**What the task requires**
Please reproduce, exactly and with nothing added, the lines of the material below that run from the one containing "For each instance, a" to the end.

**Extracted entries**
_____

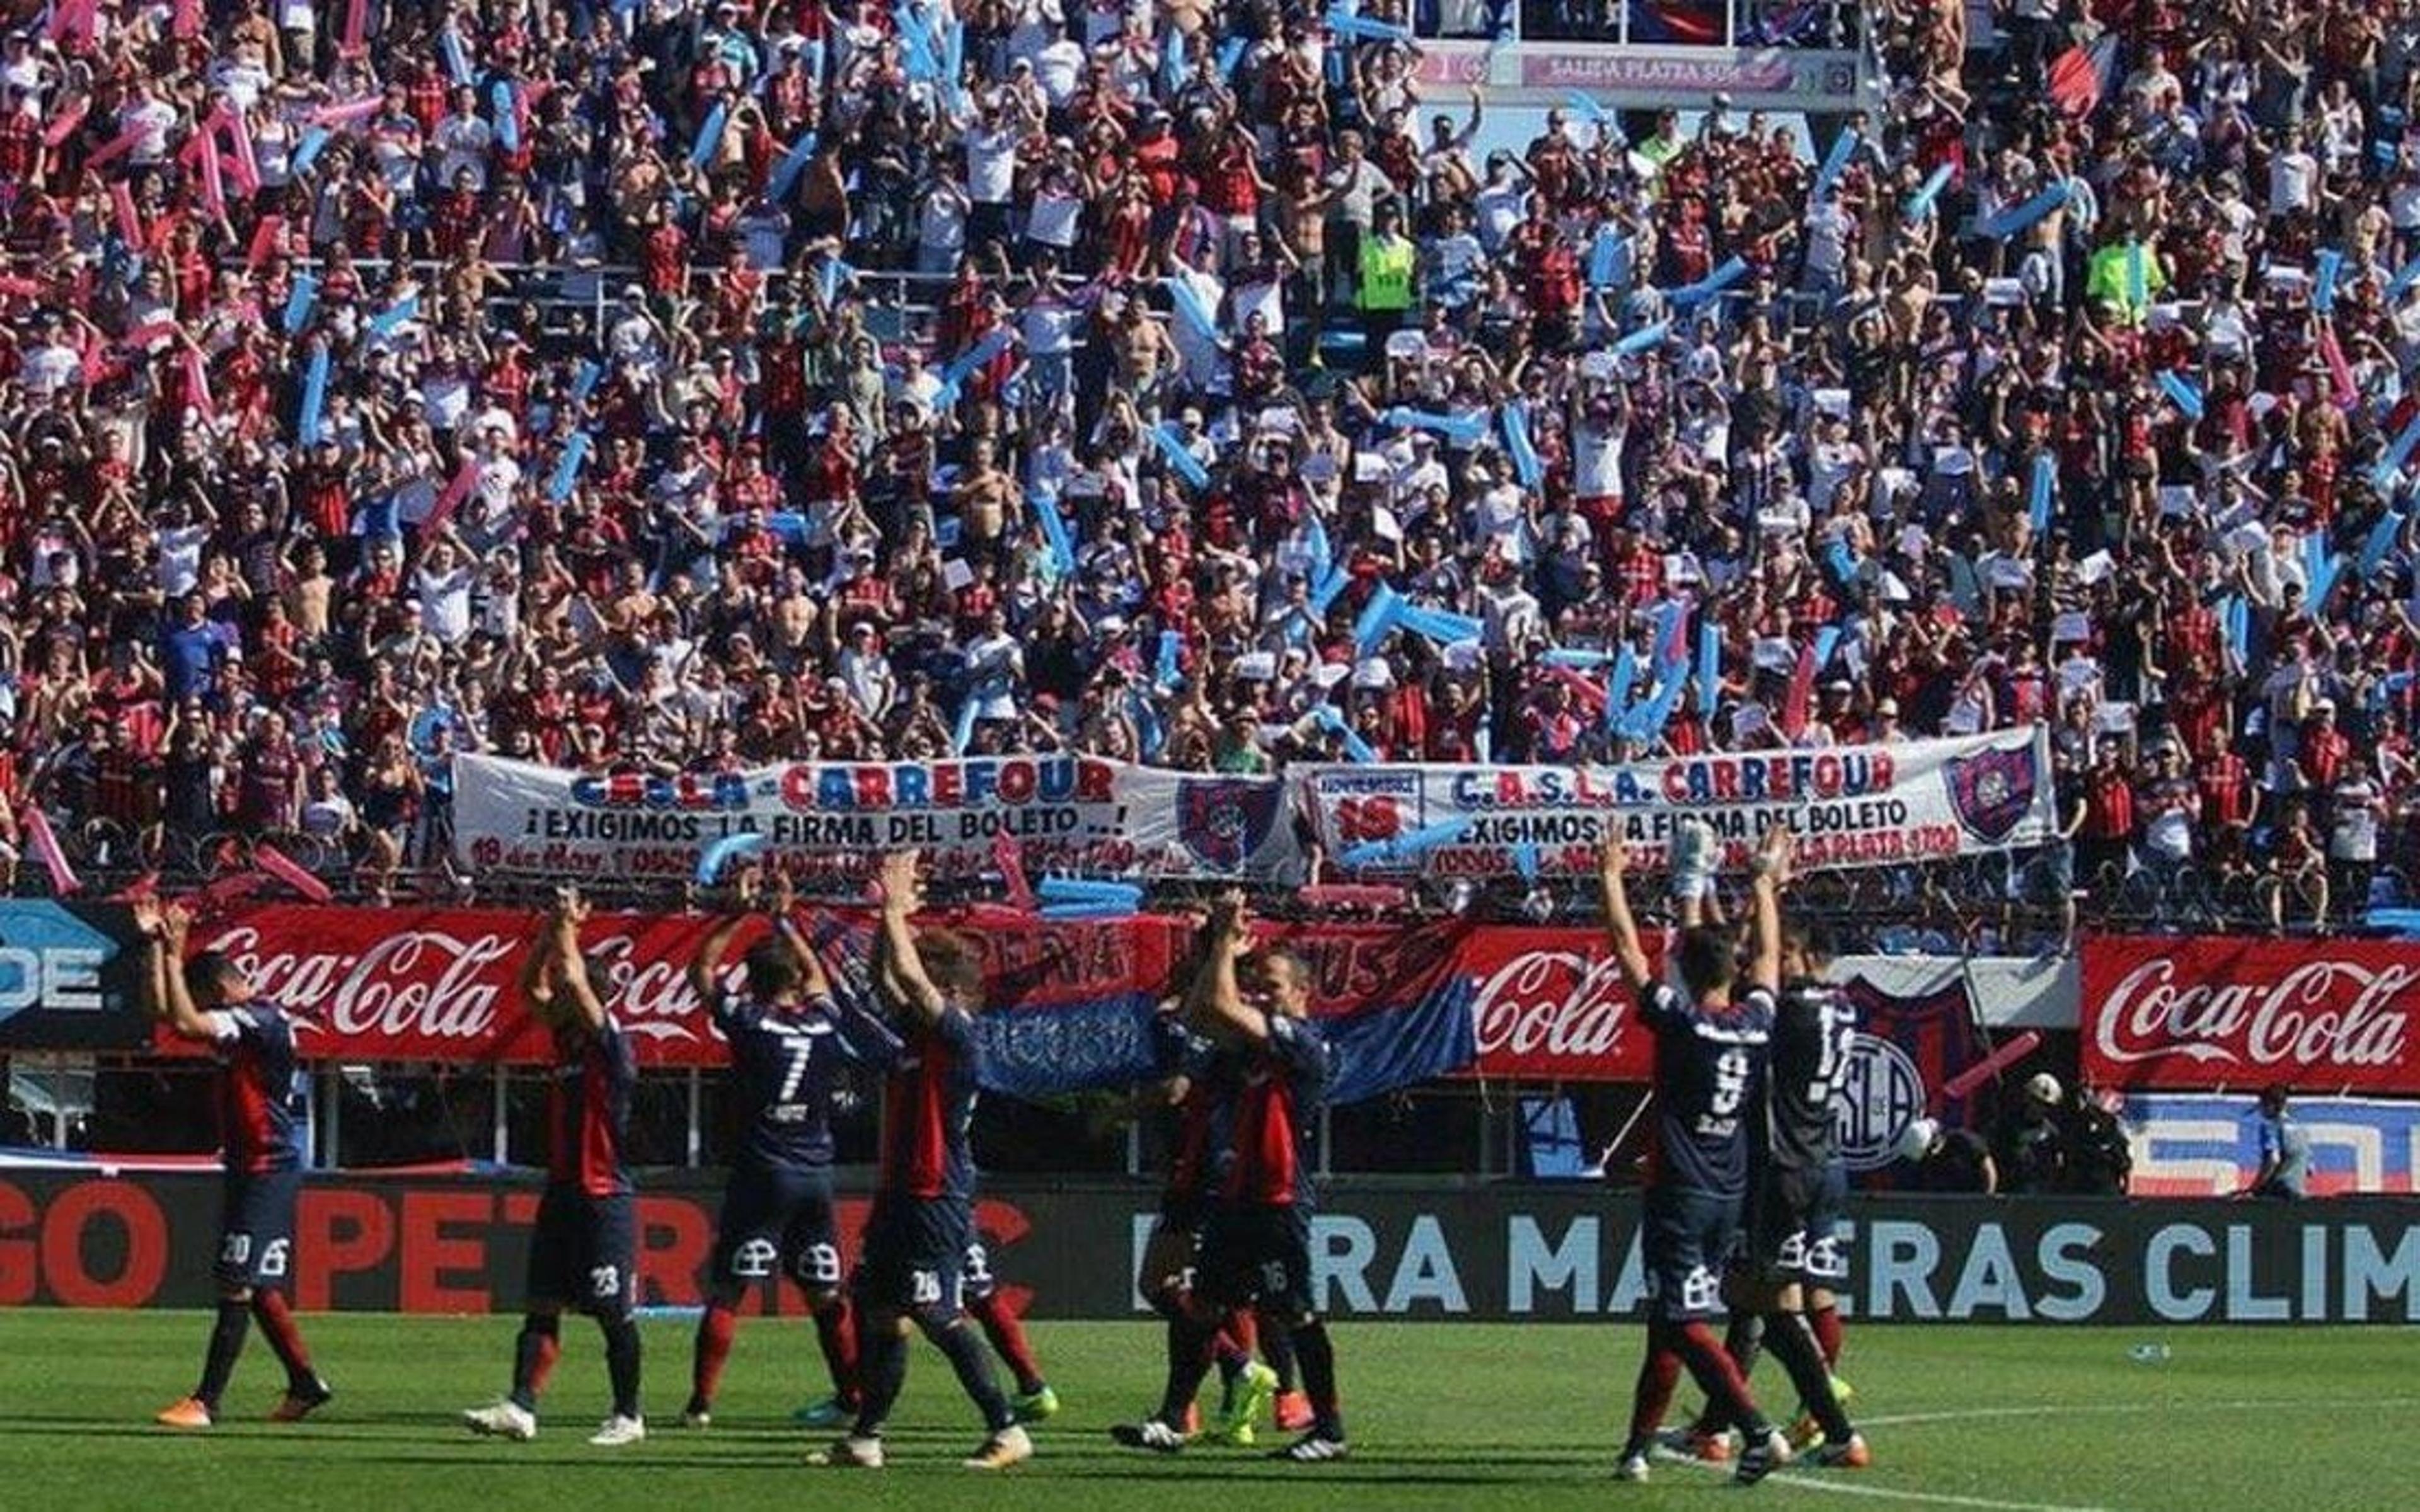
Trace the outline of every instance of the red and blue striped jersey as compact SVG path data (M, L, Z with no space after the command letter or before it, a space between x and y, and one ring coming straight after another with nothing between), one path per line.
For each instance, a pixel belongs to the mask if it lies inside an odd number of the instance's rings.
M630 1190L622 1145L630 1128L630 1088L639 1057L612 1019L554 1034L553 1080L547 1086L547 1178L592 1197Z
M294 1021L270 1002L206 1015L219 1063L219 1140L230 1171L302 1164L302 1064Z
M1228 1134L1235 1116L1235 1057L1209 1041L1187 1035L1171 1074L1185 1077L1176 1103L1176 1148L1168 1163L1170 1202L1190 1202L1217 1192L1233 1159Z
M946 1009L910 1028L882 1084L882 1171L886 1196L970 1198L975 1193L975 1021Z
M1270 1015L1268 1041L1250 1054L1234 1094L1235 1158L1221 1191L1227 1201L1311 1206L1305 1157L1333 1068L1318 1026Z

_____

**Response to this exercise**
For each instance, a pixel belongs to the mask if it lies inside an odd number of the instance's rings.
M630 1190L622 1145L630 1128L630 1088L639 1057L612 1019L554 1034L553 1080L547 1086L547 1178L592 1197Z
M294 1021L270 1002L206 1015L219 1063L219 1140L230 1171L302 1164L302 1064Z
M1228 1134L1235 1116L1235 1057L1209 1041L1187 1035L1171 1074L1185 1077L1176 1103L1176 1148L1168 1163L1170 1202L1190 1202L1217 1192L1233 1159Z
M946 1009L910 1028L882 1084L882 1171L886 1196L970 1198L975 1193L975 1021Z
M1270 1015L1268 1041L1250 1054L1234 1094L1235 1158L1221 1191L1227 1201L1311 1206L1305 1157L1333 1068L1318 1026Z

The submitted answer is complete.